SHORT TASK: Copy the entries below from the line containing "identify the bouquet" through the end of the entries, both ends included, keeping each line unchanged. Leave the pictures out of your copy.
╭─ LISTING
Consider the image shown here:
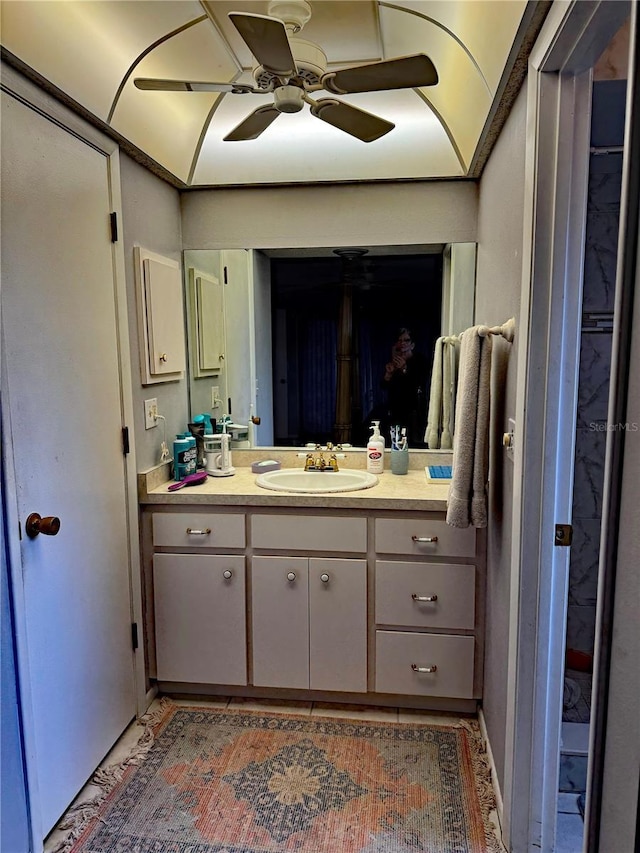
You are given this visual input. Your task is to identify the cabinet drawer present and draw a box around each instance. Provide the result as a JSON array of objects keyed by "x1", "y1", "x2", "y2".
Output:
[
  {"x1": 376, "y1": 560, "x2": 475, "y2": 629},
  {"x1": 251, "y1": 515, "x2": 367, "y2": 553},
  {"x1": 376, "y1": 518, "x2": 476, "y2": 557},
  {"x1": 153, "y1": 512, "x2": 246, "y2": 548},
  {"x1": 376, "y1": 631, "x2": 474, "y2": 699}
]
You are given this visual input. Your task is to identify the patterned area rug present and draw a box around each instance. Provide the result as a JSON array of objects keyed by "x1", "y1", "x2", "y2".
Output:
[{"x1": 59, "y1": 700, "x2": 501, "y2": 853}]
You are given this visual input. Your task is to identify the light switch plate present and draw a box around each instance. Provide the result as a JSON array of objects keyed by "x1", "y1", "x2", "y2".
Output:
[{"x1": 144, "y1": 397, "x2": 158, "y2": 429}]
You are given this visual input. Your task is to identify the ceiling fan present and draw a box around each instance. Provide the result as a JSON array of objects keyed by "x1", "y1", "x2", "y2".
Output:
[{"x1": 133, "y1": 0, "x2": 438, "y2": 142}]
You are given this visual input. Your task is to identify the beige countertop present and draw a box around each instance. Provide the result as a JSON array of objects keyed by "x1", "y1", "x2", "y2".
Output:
[{"x1": 139, "y1": 455, "x2": 449, "y2": 512}]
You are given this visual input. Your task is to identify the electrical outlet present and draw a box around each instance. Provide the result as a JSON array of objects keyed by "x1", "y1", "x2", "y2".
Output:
[{"x1": 144, "y1": 397, "x2": 158, "y2": 429}]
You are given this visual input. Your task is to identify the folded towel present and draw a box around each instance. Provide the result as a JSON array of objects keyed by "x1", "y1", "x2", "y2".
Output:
[
  {"x1": 447, "y1": 326, "x2": 492, "y2": 527},
  {"x1": 424, "y1": 338, "x2": 444, "y2": 450},
  {"x1": 440, "y1": 338, "x2": 456, "y2": 450}
]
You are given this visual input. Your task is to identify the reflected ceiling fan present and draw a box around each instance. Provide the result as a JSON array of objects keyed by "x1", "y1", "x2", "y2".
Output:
[{"x1": 133, "y1": 0, "x2": 438, "y2": 142}]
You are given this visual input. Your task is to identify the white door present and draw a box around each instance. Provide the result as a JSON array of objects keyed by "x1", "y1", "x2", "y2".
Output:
[{"x1": 2, "y1": 95, "x2": 135, "y2": 834}]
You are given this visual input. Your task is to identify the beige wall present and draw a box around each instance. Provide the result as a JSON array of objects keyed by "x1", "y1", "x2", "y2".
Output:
[
  {"x1": 182, "y1": 181, "x2": 478, "y2": 249},
  {"x1": 120, "y1": 152, "x2": 188, "y2": 471},
  {"x1": 476, "y1": 76, "x2": 526, "y2": 789}
]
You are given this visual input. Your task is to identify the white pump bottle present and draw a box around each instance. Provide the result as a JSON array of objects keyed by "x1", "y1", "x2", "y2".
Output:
[{"x1": 367, "y1": 421, "x2": 384, "y2": 474}]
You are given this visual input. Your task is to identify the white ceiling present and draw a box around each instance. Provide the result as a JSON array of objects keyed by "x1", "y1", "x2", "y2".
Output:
[{"x1": 1, "y1": 0, "x2": 548, "y2": 187}]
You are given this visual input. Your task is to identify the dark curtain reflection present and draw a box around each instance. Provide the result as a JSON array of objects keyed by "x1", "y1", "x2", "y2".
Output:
[{"x1": 271, "y1": 255, "x2": 442, "y2": 446}]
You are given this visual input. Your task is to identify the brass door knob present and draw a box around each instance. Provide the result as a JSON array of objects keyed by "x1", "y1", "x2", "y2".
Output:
[{"x1": 25, "y1": 512, "x2": 60, "y2": 539}]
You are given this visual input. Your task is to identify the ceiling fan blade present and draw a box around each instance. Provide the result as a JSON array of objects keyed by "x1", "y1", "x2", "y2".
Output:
[
  {"x1": 133, "y1": 77, "x2": 256, "y2": 95},
  {"x1": 229, "y1": 12, "x2": 296, "y2": 77},
  {"x1": 223, "y1": 104, "x2": 280, "y2": 142},
  {"x1": 321, "y1": 53, "x2": 438, "y2": 95},
  {"x1": 311, "y1": 98, "x2": 395, "y2": 142}
]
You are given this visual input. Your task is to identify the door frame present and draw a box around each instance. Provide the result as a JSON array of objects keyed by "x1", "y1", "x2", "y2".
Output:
[
  {"x1": 503, "y1": 0, "x2": 629, "y2": 853},
  {"x1": 0, "y1": 63, "x2": 146, "y2": 850}
]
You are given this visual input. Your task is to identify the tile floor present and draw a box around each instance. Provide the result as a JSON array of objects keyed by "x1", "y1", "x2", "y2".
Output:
[
  {"x1": 555, "y1": 794, "x2": 584, "y2": 853},
  {"x1": 44, "y1": 697, "x2": 504, "y2": 853}
]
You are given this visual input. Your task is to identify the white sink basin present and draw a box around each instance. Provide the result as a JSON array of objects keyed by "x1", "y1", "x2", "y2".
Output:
[{"x1": 256, "y1": 468, "x2": 378, "y2": 495}]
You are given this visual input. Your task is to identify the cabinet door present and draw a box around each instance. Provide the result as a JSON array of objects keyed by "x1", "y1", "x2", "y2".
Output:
[
  {"x1": 153, "y1": 554, "x2": 247, "y2": 684},
  {"x1": 251, "y1": 557, "x2": 309, "y2": 689},
  {"x1": 309, "y1": 557, "x2": 367, "y2": 693}
]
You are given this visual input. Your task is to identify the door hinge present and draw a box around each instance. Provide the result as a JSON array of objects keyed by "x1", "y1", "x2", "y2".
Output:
[{"x1": 553, "y1": 524, "x2": 573, "y2": 548}]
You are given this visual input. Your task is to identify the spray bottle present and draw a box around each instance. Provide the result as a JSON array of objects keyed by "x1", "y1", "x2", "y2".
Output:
[{"x1": 367, "y1": 421, "x2": 384, "y2": 474}]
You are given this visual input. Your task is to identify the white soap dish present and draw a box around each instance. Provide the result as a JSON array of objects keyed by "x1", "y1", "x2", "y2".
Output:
[{"x1": 251, "y1": 459, "x2": 282, "y2": 474}]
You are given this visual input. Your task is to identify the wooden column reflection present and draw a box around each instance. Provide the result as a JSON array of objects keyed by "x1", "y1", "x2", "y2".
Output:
[{"x1": 333, "y1": 280, "x2": 353, "y2": 444}]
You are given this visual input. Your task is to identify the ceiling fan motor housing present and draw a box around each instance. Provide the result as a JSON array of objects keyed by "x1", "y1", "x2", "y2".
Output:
[
  {"x1": 253, "y1": 38, "x2": 327, "y2": 89},
  {"x1": 273, "y1": 86, "x2": 304, "y2": 113}
]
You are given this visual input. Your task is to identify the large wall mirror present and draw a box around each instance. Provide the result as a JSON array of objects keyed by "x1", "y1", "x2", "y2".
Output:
[{"x1": 184, "y1": 243, "x2": 476, "y2": 449}]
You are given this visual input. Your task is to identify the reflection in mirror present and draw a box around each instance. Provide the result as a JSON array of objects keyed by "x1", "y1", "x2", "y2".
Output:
[{"x1": 184, "y1": 244, "x2": 475, "y2": 449}]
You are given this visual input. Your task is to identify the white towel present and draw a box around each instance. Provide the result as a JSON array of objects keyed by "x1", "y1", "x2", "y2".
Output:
[
  {"x1": 440, "y1": 338, "x2": 456, "y2": 450},
  {"x1": 447, "y1": 326, "x2": 492, "y2": 527},
  {"x1": 424, "y1": 338, "x2": 444, "y2": 450}
]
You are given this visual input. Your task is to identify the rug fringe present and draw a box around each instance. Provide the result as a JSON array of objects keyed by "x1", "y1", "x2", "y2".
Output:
[
  {"x1": 456, "y1": 720, "x2": 505, "y2": 853},
  {"x1": 51, "y1": 697, "x2": 175, "y2": 853}
]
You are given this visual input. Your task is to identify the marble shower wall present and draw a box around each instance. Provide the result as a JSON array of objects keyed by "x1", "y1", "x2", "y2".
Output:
[{"x1": 567, "y1": 80, "x2": 626, "y2": 653}]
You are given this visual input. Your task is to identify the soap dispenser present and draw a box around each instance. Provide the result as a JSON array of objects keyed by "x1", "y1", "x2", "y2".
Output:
[{"x1": 367, "y1": 421, "x2": 384, "y2": 474}]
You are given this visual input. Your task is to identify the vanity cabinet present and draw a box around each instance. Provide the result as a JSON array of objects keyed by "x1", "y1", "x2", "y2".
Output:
[
  {"x1": 152, "y1": 511, "x2": 247, "y2": 685},
  {"x1": 251, "y1": 556, "x2": 367, "y2": 693},
  {"x1": 375, "y1": 518, "x2": 482, "y2": 699},
  {"x1": 147, "y1": 504, "x2": 485, "y2": 711}
]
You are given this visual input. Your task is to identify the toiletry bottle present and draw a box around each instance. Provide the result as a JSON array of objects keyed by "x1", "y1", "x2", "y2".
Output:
[
  {"x1": 367, "y1": 421, "x2": 384, "y2": 474},
  {"x1": 173, "y1": 434, "x2": 191, "y2": 480}
]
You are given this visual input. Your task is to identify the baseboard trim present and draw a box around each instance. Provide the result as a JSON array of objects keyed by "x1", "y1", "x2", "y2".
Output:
[{"x1": 478, "y1": 708, "x2": 504, "y2": 829}]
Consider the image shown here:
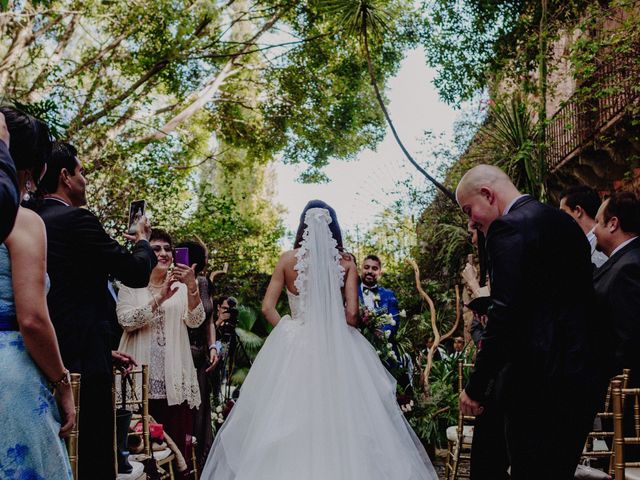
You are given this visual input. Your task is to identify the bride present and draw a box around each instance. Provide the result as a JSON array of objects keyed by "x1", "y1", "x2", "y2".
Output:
[{"x1": 202, "y1": 200, "x2": 438, "y2": 480}]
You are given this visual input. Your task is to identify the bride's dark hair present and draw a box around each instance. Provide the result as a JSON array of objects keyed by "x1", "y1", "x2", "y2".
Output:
[{"x1": 293, "y1": 200, "x2": 343, "y2": 252}]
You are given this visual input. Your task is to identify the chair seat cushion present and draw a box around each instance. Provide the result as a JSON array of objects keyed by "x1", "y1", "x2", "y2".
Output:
[
  {"x1": 153, "y1": 448, "x2": 173, "y2": 462},
  {"x1": 624, "y1": 467, "x2": 640, "y2": 480},
  {"x1": 593, "y1": 438, "x2": 609, "y2": 452},
  {"x1": 447, "y1": 425, "x2": 473, "y2": 445},
  {"x1": 574, "y1": 465, "x2": 611, "y2": 480},
  {"x1": 118, "y1": 460, "x2": 144, "y2": 480}
]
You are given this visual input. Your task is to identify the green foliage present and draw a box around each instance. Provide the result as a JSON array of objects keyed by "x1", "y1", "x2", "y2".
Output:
[
  {"x1": 420, "y1": 0, "x2": 591, "y2": 104},
  {"x1": 471, "y1": 97, "x2": 546, "y2": 199}
]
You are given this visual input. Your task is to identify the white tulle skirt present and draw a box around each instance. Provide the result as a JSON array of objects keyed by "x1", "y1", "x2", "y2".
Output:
[{"x1": 202, "y1": 316, "x2": 438, "y2": 480}]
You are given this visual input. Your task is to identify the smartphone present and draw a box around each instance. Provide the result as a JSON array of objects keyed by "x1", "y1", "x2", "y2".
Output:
[
  {"x1": 128, "y1": 200, "x2": 147, "y2": 235},
  {"x1": 174, "y1": 247, "x2": 191, "y2": 267}
]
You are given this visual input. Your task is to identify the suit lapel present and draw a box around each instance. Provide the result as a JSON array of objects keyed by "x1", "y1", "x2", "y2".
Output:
[
  {"x1": 506, "y1": 195, "x2": 535, "y2": 215},
  {"x1": 593, "y1": 238, "x2": 640, "y2": 281}
]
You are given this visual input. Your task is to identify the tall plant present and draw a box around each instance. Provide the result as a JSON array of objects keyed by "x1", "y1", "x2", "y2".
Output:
[{"x1": 474, "y1": 97, "x2": 545, "y2": 199}]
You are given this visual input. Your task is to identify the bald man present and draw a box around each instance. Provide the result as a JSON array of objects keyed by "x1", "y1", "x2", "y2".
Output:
[{"x1": 456, "y1": 165, "x2": 608, "y2": 480}]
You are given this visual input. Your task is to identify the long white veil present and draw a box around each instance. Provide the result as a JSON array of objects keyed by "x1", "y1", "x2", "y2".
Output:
[{"x1": 202, "y1": 208, "x2": 437, "y2": 480}]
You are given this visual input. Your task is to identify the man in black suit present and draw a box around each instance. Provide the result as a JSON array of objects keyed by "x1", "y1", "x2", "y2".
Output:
[
  {"x1": 38, "y1": 142, "x2": 156, "y2": 480},
  {"x1": 0, "y1": 112, "x2": 20, "y2": 243},
  {"x1": 593, "y1": 192, "x2": 640, "y2": 378},
  {"x1": 456, "y1": 165, "x2": 606, "y2": 480}
]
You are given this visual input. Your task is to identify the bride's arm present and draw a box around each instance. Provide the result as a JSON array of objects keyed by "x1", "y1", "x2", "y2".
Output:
[
  {"x1": 262, "y1": 254, "x2": 286, "y2": 327},
  {"x1": 344, "y1": 260, "x2": 359, "y2": 327}
]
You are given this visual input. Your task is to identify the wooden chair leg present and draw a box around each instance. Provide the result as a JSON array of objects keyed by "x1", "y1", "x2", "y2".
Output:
[
  {"x1": 451, "y1": 442, "x2": 462, "y2": 480},
  {"x1": 444, "y1": 440, "x2": 455, "y2": 480}
]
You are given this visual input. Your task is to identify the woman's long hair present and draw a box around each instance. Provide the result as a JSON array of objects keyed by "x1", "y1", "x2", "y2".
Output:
[{"x1": 293, "y1": 200, "x2": 344, "y2": 252}]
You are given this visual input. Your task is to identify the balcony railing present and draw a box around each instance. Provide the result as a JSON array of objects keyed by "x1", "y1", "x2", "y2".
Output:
[{"x1": 546, "y1": 43, "x2": 640, "y2": 171}]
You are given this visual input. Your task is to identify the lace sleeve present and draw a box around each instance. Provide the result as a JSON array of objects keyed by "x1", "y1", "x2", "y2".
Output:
[
  {"x1": 116, "y1": 286, "x2": 157, "y2": 332},
  {"x1": 184, "y1": 302, "x2": 205, "y2": 328}
]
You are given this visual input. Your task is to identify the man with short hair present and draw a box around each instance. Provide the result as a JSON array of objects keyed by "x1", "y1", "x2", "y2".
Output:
[
  {"x1": 456, "y1": 165, "x2": 607, "y2": 480},
  {"x1": 560, "y1": 185, "x2": 607, "y2": 267},
  {"x1": 593, "y1": 192, "x2": 640, "y2": 378},
  {"x1": 37, "y1": 142, "x2": 157, "y2": 480},
  {"x1": 0, "y1": 112, "x2": 20, "y2": 243},
  {"x1": 359, "y1": 255, "x2": 400, "y2": 343}
]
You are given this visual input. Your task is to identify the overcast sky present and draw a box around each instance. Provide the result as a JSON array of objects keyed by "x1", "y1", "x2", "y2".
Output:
[
  {"x1": 276, "y1": 49, "x2": 459, "y2": 247},
  {"x1": 276, "y1": 49, "x2": 459, "y2": 248}
]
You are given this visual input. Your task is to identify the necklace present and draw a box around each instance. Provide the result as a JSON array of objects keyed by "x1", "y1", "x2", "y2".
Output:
[{"x1": 149, "y1": 276, "x2": 167, "y2": 288}]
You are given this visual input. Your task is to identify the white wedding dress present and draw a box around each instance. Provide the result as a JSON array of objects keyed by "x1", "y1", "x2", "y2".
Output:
[{"x1": 202, "y1": 208, "x2": 438, "y2": 480}]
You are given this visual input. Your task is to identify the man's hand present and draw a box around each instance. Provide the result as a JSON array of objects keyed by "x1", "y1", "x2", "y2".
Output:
[
  {"x1": 123, "y1": 215, "x2": 151, "y2": 242},
  {"x1": 460, "y1": 390, "x2": 484, "y2": 417},
  {"x1": 0, "y1": 112, "x2": 10, "y2": 148},
  {"x1": 111, "y1": 350, "x2": 138, "y2": 375}
]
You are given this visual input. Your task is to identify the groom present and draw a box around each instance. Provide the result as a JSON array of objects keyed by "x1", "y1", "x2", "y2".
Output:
[
  {"x1": 358, "y1": 255, "x2": 411, "y2": 392},
  {"x1": 359, "y1": 255, "x2": 399, "y2": 336}
]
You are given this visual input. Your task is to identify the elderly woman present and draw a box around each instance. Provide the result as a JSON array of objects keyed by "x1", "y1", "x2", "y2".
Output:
[{"x1": 117, "y1": 229, "x2": 205, "y2": 464}]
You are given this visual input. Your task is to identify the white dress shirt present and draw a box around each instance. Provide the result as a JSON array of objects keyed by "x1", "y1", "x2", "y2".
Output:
[
  {"x1": 587, "y1": 227, "x2": 609, "y2": 267},
  {"x1": 609, "y1": 235, "x2": 638, "y2": 258}
]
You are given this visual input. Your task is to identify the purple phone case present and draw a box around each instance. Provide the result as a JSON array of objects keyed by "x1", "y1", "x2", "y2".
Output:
[{"x1": 176, "y1": 247, "x2": 191, "y2": 267}]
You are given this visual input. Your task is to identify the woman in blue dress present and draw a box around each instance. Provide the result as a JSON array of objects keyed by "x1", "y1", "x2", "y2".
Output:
[{"x1": 0, "y1": 108, "x2": 75, "y2": 480}]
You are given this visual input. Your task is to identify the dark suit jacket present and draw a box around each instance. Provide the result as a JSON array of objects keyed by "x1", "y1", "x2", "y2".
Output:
[
  {"x1": 37, "y1": 199, "x2": 157, "y2": 379},
  {"x1": 0, "y1": 140, "x2": 20, "y2": 243},
  {"x1": 358, "y1": 285, "x2": 400, "y2": 337},
  {"x1": 593, "y1": 238, "x2": 640, "y2": 378},
  {"x1": 466, "y1": 196, "x2": 606, "y2": 405}
]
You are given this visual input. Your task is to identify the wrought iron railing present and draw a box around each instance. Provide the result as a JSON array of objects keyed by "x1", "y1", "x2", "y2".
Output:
[{"x1": 546, "y1": 43, "x2": 640, "y2": 170}]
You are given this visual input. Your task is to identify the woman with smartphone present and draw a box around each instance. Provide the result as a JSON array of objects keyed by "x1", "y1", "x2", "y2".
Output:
[{"x1": 117, "y1": 229, "x2": 205, "y2": 468}]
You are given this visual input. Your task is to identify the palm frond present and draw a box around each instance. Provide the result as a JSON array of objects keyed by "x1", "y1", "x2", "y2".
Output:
[
  {"x1": 317, "y1": 0, "x2": 391, "y2": 35},
  {"x1": 231, "y1": 368, "x2": 249, "y2": 385},
  {"x1": 236, "y1": 327, "x2": 264, "y2": 355},
  {"x1": 238, "y1": 306, "x2": 258, "y2": 332}
]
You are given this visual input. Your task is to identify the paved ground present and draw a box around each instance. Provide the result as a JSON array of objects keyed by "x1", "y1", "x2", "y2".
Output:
[{"x1": 433, "y1": 450, "x2": 469, "y2": 480}]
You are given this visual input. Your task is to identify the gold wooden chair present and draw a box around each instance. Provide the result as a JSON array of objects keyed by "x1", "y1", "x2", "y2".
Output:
[
  {"x1": 445, "y1": 358, "x2": 475, "y2": 480},
  {"x1": 189, "y1": 436, "x2": 200, "y2": 480},
  {"x1": 582, "y1": 368, "x2": 631, "y2": 475},
  {"x1": 66, "y1": 373, "x2": 80, "y2": 480},
  {"x1": 611, "y1": 380, "x2": 640, "y2": 480},
  {"x1": 112, "y1": 365, "x2": 151, "y2": 480}
]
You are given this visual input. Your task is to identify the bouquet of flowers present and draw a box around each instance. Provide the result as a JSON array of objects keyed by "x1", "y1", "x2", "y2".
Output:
[
  {"x1": 358, "y1": 306, "x2": 402, "y2": 362},
  {"x1": 213, "y1": 398, "x2": 236, "y2": 425}
]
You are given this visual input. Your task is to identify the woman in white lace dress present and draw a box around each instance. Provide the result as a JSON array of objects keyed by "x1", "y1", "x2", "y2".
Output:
[
  {"x1": 201, "y1": 200, "x2": 438, "y2": 480},
  {"x1": 117, "y1": 229, "x2": 205, "y2": 464}
]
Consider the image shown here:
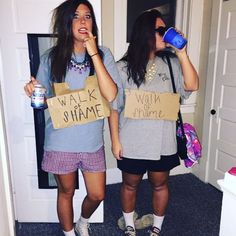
╰─
FULL ANSWER:
You are given this visual input. Your task is to identify the bouquet of flowers present and draw a box around each instance. Provide the result as a JSON array of objects keyed by "x1", "y1", "x2", "y2".
Output:
[
  {"x1": 358, "y1": 306, "x2": 402, "y2": 362},
  {"x1": 213, "y1": 398, "x2": 236, "y2": 425}
]
You are given this visual input. Your task is to identify the woman in white lace dress present and draw a box around each instance. Provide the result as a JSON array of objects keyed by "x1", "y1", "x2", "y2".
Output:
[
  {"x1": 201, "y1": 200, "x2": 438, "y2": 480},
  {"x1": 117, "y1": 229, "x2": 205, "y2": 464}
]
Consider the image shown here:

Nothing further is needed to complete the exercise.